## Document segment
———

C. Users can now be easily provided with such disclosures, increasing transparency and control e.g. enabling a consumer in some cases to request an information recall.
D. When there is a series of leaks, information transfer accounting makes discovery of who accessed all records in the series quite trivial. This can narrow an investigation when looking for criminals within.
What has me most excited is that where some features above would typically be an extra priced option in my new system so many are built in (e.g. this tamper-resistant audit logs). And some of our privacy and civil liberties enhancing features cannot even be turned off!
Yes, there is an official name for my new technology. And no, I’m not telling you, because this is not a sales pitch. Rather, I am simply trying to inspire other technologists to consider Privacy by Design as they innovate.
I’ve had two most great days at IBM. The first great day was in January 2005 when IBM bought my company, SRD. And the second greatest day came six years later on January 28th, 2011.
Smart Sensemaking Systems, First and Foremost, Must be Expert Counting Systems
Accumulating Context: Now or Never
General Purpose Sensemaking Systems and Information Colocation
Source Attribution, Don’t Leave Home Without It
Data Tethering: Managing the Echo
To Anonymize or Not Anonymize, That is the Question
Out-bound Record-level Accountability in Information Sharing Systems
Wow kudos if you've developed a real-time big data analytic sensemaking engine with baked in privacy and civil liberties enhancing technologies .
Posted by: Sardire | February 14, 2011 at 04:54 PM
Nice one.
None of us can outrun our memories and with work like this there's no need to.
Happy futures and all the very best.
Posted by: Weaver | February 14, 2011 at 07:42 PM
Congratulations with your efforts and contributions to PbD.
Posted by: frederik Kortbaek | February 15, 2011 at 01:19 AM
You can give us a hook like that and then leave out any mention of the product name!
Even if you want others to adopt PbD they need to know who they'll be compared to.
Posted by: Joe Harris | February 15, 2011 at 03:37 AM
Very impressive Jeff -- certainly meshes well with my philosophy. When governance fails, innovation must prevail! -- Best, MM
Posted by: Kyield | February 15, 2011 at 06:06 AM
I have to wonder if all the PbD in the technology will actually make it less appealing/marketable? For instance, I'm sure there are big agencies that have some information about me, and that through some system, I am screened to see if I'm allowed to fly...but I don't think they want to tell me I'm being screened, or what information they have on me...nor do I necessarily want to know (although I probably should, I kind of don't want to think about the fact that I may be constantly being evaluated as to whether or not I'm a terrorist).
If such things are built in, it seems like you'd have to allow them to be turned off (thus defeating the purpose) or at least not to notify those in the system...as otherwise, how would do their thing without constantly alerting everyone in the world...even if it was opt-in for notification, so then the badguys opt-in (and you have no way to know for sure that they're badguys, unless you then decide not to notify people that you consider bad guys)...I dunno, but as usual, a thought provoking post.
PS - I have only had one truly great day at IBM, that would be late last year when I was hired...but more to come!

———

## The task
Revise the blog excerpt from "Yes, there is" to "January 28th, 2011.", changing "sales pitch" to "product announcement".

———

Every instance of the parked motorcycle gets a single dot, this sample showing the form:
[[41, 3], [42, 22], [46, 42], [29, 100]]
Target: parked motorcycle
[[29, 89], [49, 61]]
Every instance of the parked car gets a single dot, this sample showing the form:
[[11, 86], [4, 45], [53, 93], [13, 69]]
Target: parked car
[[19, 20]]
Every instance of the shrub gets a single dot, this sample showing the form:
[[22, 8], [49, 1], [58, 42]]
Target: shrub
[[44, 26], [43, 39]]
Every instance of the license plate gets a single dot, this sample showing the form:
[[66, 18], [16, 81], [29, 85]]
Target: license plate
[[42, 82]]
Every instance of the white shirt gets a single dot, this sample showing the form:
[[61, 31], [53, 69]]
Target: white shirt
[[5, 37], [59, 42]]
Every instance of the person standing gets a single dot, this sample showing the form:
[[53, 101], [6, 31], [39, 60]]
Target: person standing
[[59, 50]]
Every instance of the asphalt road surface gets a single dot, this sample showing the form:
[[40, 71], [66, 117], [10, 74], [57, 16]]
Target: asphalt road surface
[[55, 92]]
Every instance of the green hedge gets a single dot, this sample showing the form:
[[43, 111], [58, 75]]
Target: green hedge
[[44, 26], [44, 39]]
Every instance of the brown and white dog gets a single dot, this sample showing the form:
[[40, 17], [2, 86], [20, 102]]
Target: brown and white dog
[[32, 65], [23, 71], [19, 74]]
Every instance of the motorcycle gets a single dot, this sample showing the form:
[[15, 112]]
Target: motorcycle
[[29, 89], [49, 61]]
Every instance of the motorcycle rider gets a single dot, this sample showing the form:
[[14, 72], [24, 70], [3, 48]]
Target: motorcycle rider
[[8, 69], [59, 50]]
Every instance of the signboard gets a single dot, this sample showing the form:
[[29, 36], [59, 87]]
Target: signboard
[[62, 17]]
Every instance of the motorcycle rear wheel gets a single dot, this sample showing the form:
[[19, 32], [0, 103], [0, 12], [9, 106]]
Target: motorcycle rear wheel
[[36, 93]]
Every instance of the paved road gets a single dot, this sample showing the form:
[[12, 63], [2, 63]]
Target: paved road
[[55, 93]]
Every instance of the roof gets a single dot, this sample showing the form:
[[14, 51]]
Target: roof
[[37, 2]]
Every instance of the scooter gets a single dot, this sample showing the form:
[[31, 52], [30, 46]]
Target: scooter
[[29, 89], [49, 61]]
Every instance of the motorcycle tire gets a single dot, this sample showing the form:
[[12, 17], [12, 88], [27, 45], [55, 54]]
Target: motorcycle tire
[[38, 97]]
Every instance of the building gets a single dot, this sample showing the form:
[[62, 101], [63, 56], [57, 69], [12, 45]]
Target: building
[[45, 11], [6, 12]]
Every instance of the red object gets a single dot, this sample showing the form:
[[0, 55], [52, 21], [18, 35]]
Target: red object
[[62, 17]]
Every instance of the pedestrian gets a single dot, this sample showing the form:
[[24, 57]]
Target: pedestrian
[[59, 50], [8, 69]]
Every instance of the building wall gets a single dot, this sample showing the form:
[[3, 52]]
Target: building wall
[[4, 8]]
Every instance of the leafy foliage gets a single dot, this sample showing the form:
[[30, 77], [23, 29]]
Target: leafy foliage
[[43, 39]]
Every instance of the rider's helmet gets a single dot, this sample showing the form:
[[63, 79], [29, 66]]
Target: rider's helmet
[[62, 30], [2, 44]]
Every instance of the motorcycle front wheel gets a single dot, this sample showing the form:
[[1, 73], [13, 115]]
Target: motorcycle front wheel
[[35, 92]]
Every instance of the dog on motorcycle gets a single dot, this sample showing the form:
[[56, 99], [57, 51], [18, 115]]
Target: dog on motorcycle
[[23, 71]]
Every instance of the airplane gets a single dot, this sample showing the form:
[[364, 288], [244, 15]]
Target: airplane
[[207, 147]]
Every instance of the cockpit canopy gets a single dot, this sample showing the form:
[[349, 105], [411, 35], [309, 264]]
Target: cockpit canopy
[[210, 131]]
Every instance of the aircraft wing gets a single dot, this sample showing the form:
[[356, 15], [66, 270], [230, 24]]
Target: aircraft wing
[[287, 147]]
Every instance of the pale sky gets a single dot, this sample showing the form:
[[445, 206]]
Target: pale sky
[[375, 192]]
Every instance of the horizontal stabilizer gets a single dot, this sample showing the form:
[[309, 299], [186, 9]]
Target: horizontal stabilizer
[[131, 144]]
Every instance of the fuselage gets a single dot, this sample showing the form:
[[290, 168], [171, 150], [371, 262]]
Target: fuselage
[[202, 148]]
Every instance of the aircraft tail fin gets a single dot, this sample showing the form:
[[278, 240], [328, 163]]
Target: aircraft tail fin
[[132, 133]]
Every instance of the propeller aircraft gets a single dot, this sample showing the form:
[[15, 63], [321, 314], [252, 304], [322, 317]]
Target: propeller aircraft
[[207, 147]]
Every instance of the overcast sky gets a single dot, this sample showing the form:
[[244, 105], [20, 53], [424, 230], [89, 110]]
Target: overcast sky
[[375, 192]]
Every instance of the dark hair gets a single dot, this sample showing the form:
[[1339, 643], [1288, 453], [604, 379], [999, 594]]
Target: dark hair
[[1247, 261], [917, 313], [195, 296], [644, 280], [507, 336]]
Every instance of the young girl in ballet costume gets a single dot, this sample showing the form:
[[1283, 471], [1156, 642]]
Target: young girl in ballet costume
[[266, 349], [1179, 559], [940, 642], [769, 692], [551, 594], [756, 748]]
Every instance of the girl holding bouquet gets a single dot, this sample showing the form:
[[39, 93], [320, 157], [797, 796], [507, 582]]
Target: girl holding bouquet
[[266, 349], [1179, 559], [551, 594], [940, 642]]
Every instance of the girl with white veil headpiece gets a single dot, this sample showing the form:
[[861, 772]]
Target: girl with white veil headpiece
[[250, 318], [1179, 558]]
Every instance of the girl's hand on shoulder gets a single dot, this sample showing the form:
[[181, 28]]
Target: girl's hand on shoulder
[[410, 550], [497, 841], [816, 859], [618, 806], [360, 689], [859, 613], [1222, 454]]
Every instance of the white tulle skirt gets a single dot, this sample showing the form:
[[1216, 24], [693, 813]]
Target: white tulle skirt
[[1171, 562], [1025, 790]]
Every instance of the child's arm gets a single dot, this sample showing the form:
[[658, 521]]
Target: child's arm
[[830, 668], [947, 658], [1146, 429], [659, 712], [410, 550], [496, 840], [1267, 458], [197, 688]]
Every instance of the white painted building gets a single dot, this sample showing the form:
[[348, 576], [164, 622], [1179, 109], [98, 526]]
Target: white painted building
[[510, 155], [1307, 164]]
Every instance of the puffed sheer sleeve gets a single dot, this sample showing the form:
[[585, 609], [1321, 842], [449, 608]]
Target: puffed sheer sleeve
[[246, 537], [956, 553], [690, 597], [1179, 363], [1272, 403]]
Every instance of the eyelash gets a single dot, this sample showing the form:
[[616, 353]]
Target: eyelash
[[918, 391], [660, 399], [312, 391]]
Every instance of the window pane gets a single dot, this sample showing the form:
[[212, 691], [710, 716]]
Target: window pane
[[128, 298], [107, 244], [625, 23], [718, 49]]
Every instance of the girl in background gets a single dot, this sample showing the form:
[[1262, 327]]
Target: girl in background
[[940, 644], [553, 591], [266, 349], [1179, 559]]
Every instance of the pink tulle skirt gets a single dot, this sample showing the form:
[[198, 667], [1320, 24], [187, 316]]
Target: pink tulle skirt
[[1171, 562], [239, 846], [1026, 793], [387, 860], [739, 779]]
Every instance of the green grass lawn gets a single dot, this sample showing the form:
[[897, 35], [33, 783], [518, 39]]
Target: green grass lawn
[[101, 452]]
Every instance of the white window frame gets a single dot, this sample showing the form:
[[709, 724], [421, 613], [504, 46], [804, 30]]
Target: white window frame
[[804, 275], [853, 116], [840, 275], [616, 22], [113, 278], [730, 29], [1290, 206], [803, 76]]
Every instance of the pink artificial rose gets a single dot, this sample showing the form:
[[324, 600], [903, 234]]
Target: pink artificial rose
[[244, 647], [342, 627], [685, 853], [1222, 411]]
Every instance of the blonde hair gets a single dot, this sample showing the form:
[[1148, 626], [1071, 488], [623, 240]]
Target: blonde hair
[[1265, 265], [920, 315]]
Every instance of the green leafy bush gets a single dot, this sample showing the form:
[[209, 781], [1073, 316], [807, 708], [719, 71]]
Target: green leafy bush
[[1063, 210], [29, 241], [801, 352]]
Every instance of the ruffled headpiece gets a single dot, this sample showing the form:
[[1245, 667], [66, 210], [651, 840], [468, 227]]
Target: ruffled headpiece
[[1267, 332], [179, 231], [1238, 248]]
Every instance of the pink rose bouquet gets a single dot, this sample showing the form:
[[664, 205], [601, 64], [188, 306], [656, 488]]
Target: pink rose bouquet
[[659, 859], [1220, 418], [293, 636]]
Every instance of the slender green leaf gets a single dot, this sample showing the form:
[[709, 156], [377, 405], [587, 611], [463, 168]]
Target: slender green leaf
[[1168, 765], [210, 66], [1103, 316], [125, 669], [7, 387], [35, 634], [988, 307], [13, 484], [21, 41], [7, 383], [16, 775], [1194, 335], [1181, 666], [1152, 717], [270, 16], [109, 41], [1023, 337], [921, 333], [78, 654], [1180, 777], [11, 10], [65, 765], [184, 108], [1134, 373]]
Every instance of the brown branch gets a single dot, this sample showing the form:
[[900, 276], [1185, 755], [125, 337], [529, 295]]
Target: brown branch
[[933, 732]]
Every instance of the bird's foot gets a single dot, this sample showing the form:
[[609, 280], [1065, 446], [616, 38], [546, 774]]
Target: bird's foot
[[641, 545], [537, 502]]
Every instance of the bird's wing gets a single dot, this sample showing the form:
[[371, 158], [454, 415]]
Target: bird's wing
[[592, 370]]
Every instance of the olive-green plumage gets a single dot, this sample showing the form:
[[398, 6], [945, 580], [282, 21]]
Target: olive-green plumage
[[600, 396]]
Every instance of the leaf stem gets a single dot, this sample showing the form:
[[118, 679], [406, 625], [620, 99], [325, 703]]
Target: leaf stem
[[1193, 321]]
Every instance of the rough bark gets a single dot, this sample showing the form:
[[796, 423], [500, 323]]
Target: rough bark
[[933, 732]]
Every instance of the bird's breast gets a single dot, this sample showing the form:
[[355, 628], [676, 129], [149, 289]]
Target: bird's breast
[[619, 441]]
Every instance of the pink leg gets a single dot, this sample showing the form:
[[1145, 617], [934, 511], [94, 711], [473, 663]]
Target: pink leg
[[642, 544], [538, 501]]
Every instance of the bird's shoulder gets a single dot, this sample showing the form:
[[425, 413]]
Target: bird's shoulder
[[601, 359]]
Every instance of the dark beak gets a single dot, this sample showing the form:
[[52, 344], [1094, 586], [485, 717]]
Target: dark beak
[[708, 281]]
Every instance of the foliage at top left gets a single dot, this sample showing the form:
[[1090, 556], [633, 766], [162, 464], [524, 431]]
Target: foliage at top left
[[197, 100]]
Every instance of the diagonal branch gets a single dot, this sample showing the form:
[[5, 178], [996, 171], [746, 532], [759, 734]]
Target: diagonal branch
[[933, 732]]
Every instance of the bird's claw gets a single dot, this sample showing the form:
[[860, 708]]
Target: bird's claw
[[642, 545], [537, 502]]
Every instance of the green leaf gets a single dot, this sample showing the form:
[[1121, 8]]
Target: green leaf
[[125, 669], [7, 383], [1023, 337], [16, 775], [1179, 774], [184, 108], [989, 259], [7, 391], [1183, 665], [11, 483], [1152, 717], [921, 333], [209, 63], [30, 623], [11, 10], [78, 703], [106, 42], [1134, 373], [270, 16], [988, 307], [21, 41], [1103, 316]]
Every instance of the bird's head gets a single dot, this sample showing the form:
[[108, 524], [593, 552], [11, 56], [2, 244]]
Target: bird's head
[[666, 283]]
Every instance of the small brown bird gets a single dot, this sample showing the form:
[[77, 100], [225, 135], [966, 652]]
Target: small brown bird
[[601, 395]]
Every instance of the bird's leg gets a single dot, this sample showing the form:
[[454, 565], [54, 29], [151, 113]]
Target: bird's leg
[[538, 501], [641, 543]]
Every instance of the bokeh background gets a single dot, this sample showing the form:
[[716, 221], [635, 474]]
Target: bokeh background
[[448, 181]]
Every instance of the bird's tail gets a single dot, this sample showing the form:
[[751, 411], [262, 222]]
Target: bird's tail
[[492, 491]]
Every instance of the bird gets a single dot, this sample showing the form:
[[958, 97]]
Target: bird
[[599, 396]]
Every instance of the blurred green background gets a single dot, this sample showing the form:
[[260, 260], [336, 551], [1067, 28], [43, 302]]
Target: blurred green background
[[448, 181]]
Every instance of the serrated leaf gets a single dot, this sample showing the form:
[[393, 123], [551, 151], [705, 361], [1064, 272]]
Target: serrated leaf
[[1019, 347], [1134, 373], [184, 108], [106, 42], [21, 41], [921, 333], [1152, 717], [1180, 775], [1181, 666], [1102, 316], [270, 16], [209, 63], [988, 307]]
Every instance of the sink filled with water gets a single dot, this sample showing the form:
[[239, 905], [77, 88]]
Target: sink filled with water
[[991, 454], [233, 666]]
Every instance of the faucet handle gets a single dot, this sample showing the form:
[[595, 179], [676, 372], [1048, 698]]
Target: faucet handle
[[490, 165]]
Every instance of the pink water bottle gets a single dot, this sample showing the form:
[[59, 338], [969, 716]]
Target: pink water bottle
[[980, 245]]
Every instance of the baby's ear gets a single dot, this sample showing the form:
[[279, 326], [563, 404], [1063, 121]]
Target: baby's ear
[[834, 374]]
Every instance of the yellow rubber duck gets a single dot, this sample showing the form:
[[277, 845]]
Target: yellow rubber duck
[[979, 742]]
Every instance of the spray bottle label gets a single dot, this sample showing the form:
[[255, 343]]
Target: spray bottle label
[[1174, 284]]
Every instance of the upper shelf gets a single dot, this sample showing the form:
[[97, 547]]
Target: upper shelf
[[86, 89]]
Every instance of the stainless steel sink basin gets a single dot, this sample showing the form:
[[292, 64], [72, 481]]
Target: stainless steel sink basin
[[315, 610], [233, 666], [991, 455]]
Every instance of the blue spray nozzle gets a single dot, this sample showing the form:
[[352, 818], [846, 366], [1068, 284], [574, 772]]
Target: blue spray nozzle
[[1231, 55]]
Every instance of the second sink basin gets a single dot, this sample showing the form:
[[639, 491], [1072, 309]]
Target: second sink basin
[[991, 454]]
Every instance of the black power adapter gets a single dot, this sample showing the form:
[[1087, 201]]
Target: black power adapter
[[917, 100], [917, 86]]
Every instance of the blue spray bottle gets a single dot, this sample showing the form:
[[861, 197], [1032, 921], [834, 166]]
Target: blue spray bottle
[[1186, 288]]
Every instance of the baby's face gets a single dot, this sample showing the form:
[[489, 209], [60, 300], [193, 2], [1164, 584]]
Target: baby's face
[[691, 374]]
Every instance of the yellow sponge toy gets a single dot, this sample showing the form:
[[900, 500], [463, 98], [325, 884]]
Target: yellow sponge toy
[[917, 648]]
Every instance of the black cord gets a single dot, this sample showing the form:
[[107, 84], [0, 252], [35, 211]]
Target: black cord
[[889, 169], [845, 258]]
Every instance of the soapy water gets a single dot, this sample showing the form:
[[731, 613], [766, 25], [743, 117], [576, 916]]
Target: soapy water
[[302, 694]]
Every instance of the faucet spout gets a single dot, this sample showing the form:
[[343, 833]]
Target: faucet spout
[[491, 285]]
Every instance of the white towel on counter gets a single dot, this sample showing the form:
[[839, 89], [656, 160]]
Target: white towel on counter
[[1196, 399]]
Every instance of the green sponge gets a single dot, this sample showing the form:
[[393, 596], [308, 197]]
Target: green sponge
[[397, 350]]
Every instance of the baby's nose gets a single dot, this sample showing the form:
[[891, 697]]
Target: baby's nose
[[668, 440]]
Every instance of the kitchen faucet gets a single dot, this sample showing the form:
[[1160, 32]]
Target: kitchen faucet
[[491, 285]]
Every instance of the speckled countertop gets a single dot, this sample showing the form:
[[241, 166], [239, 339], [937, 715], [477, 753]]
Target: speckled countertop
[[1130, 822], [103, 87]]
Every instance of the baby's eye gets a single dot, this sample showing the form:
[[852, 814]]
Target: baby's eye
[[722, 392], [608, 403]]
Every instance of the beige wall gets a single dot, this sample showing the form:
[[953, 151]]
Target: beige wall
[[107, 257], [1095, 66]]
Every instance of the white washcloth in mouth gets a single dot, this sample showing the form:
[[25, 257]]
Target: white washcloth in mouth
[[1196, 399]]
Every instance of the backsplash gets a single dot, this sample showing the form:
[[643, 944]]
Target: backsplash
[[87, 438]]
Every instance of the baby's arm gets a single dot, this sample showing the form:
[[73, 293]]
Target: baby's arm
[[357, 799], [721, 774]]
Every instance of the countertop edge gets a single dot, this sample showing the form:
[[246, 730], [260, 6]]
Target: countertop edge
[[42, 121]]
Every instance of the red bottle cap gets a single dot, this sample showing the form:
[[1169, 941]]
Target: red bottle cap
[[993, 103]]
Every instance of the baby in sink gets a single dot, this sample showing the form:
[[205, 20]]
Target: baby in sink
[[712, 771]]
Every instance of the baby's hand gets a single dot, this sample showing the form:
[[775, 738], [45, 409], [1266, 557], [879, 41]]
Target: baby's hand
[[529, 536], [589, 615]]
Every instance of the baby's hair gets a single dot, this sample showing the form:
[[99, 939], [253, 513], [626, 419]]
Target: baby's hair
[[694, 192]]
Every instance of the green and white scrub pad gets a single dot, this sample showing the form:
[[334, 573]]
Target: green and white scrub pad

———

## Reply
Yes, there is an official name for my new technology. And no, I’m not telling you, because this is not a product announcement. Rather, I am simply trying to inspire other technologists to consider Privacy by Design as they innovate.
I’ve had two most great days at IBM. The first great day was in January 2005 when IBM bought my company, SRD. And the second greatest day came six years later on January 28th, 2011.